_GIVEN REQUEST_
Count the lines in the items below that contain the string "forehead", matching uppercase and lowercase letters exactly. Give only the number.

_DATA_
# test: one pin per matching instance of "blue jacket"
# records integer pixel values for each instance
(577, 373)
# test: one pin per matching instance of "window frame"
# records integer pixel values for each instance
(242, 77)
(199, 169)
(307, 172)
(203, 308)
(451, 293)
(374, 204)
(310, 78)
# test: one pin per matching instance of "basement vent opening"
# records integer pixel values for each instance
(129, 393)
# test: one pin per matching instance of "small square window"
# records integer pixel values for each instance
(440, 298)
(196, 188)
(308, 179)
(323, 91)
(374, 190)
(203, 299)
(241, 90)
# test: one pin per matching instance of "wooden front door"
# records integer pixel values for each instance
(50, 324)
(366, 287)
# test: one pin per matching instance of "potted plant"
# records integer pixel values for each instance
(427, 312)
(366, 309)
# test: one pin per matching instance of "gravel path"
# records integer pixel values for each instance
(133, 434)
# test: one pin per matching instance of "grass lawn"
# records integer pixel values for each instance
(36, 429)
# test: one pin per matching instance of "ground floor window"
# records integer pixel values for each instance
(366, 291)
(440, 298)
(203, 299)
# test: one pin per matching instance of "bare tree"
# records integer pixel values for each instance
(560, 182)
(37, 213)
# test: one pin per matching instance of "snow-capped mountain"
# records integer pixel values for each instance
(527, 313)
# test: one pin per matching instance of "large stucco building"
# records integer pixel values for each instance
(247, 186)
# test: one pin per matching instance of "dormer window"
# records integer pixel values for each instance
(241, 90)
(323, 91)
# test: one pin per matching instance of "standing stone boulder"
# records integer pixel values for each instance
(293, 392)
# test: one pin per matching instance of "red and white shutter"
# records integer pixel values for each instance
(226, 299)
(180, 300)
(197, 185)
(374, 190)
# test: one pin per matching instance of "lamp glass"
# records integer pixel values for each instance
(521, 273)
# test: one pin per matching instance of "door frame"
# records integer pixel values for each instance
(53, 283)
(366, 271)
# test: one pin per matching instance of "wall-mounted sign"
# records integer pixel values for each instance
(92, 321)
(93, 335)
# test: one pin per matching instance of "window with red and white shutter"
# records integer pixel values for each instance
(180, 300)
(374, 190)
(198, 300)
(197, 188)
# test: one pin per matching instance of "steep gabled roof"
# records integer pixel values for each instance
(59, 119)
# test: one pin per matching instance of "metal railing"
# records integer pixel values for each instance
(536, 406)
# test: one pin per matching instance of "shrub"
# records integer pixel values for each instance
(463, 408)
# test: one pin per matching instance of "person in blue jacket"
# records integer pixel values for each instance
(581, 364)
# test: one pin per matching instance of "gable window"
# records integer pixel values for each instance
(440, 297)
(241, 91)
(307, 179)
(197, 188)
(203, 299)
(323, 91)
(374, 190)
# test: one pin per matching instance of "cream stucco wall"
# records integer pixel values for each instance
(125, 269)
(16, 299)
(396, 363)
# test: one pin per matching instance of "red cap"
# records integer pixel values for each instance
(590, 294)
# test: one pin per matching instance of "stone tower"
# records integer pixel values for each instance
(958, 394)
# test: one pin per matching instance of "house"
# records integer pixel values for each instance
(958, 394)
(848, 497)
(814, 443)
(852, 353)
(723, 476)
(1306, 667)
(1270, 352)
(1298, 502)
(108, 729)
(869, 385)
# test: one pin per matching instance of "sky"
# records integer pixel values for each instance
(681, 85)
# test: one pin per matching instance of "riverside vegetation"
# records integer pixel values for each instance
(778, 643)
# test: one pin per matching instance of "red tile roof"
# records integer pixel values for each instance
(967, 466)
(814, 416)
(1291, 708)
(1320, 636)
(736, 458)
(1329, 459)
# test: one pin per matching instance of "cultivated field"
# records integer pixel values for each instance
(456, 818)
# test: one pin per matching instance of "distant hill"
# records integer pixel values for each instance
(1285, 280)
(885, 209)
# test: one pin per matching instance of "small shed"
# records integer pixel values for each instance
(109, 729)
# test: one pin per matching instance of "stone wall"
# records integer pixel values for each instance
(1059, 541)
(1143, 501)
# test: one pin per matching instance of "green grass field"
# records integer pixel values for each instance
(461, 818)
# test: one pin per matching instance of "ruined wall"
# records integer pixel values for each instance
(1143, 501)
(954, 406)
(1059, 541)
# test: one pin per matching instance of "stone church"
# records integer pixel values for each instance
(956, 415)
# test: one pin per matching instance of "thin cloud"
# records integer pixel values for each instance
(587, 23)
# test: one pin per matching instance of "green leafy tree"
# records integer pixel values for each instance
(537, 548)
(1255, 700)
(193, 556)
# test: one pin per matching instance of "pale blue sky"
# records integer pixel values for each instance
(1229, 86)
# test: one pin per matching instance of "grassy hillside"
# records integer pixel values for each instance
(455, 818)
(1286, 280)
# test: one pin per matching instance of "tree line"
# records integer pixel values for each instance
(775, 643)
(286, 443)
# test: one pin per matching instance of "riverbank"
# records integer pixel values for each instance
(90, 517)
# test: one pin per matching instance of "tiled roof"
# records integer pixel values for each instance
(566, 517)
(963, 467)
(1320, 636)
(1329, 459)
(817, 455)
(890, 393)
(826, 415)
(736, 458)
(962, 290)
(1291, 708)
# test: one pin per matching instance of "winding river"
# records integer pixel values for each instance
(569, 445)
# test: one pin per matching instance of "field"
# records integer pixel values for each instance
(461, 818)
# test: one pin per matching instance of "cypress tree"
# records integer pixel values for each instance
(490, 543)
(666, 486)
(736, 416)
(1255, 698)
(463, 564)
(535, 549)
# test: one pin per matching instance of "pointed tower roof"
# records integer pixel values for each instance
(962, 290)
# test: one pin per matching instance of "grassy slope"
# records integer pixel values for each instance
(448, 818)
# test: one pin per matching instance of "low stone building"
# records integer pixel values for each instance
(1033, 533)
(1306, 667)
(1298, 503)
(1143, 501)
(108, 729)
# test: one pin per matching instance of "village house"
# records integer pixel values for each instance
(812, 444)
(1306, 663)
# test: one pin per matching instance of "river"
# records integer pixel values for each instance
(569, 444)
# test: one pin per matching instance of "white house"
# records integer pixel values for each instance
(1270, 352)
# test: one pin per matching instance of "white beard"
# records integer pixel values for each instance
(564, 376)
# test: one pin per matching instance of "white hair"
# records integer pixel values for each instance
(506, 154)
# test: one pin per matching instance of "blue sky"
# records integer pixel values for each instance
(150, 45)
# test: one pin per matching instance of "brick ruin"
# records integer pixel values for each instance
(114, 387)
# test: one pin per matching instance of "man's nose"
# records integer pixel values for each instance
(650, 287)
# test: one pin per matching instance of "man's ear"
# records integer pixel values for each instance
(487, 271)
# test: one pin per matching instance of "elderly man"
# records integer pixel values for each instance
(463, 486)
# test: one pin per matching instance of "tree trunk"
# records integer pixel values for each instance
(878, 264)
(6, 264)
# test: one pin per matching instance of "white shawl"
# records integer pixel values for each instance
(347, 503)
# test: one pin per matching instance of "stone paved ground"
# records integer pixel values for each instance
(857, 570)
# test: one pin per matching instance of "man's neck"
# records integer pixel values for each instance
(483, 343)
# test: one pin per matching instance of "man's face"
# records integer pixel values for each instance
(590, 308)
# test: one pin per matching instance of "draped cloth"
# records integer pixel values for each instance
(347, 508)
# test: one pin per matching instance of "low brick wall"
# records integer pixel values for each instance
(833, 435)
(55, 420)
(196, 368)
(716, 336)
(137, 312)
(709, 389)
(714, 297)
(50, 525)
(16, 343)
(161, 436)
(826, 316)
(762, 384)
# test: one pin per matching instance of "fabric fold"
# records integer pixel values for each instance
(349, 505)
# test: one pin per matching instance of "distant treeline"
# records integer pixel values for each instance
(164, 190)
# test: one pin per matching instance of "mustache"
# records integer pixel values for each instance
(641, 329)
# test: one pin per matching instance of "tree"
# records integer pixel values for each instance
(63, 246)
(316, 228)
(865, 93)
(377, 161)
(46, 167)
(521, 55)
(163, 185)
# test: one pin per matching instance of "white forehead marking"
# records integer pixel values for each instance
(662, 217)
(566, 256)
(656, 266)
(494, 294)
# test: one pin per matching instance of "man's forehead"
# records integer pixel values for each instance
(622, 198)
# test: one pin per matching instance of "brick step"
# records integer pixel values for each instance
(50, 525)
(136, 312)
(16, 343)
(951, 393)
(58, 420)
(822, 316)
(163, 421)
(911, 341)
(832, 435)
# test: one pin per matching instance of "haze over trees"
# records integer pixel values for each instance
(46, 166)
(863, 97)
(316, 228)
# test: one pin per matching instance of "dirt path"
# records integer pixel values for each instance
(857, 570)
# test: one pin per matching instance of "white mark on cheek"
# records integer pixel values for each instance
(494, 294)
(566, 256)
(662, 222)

_EXERCISE RESULT_
2